Please rewrite the entries below so that "photograph" becomes "image" everywhere, with everything else left unchanged.

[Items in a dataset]
....

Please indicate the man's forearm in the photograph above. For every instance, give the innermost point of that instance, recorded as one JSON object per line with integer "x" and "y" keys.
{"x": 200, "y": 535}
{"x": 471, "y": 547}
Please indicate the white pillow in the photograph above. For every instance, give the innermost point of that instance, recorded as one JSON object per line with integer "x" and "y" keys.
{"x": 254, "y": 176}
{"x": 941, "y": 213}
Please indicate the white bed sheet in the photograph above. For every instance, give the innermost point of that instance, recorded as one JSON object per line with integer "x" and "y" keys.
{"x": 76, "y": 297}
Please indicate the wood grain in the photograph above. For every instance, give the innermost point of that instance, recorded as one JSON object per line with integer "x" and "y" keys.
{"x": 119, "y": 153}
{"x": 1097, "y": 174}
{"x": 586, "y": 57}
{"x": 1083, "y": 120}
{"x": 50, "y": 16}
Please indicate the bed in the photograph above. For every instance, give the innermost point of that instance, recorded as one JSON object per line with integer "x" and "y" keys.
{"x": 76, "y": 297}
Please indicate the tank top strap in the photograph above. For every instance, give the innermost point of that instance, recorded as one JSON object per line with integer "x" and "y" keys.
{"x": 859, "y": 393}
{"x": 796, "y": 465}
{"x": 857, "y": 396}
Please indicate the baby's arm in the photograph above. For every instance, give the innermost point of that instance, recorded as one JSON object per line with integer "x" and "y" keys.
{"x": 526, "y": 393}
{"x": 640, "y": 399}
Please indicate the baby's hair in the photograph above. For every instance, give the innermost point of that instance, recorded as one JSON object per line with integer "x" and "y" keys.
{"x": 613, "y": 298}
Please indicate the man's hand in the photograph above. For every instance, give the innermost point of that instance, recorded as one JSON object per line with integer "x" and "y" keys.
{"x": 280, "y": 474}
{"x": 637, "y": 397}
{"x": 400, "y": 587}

....

Expected output:
Please indicate the man's forearm in the image above. For every instance, give the innermost point of that instance, recorded as one JSON object per line with integer "x" and "y" keys.
{"x": 200, "y": 535}
{"x": 471, "y": 547}
Please indicate the white pillow in the image above. For every instance, give the innermost point of that instance, recorded as one JSON object per line with integer "x" and "y" keys.
{"x": 254, "y": 176}
{"x": 941, "y": 213}
Please indicate the white bed sheet in the image above. For every instance, give the innermost point of that instance, recorded as one JSON object per line with integer "x" and "y" keys.
{"x": 76, "y": 297}
Please indicate the wood grain in the image above. For every instance, give the innermost point of that instance, recorded as one JSON object per line with integer "x" and "y" keys.
{"x": 119, "y": 153}
{"x": 1097, "y": 174}
{"x": 586, "y": 57}
{"x": 1083, "y": 120}
{"x": 50, "y": 16}
Please indicate the bed in the image above. For every instance, give the innermost point of that instance, recorded as one JSON object per line with integer "x" and "y" keys.
{"x": 76, "y": 297}
Please indicate the tank top strap in the image above. For every instance, give the innermost point of that instance, recorded as one JSON object per line with integer "x" and "y" keys.
{"x": 859, "y": 393}
{"x": 796, "y": 465}
{"x": 857, "y": 396}
Please indicate the baby's arm in the image above. For every instance, give the innermost point of that instance, recorded as one JSON object per line with integer "x" and "y" keys.
{"x": 526, "y": 393}
{"x": 640, "y": 399}
Please indicate the baby's hair in the image above. For every instance, give the innermost point of that instance, recorded as one JSON object per line with integer "x" and "y" keys.
{"x": 613, "y": 298}
Please indicate the man's hand in the image above. For every instance, give the innermost point of that instance, recorded as one JSON object per line with integer "x" and "y" keys.
{"x": 280, "y": 474}
{"x": 637, "y": 397}
{"x": 400, "y": 587}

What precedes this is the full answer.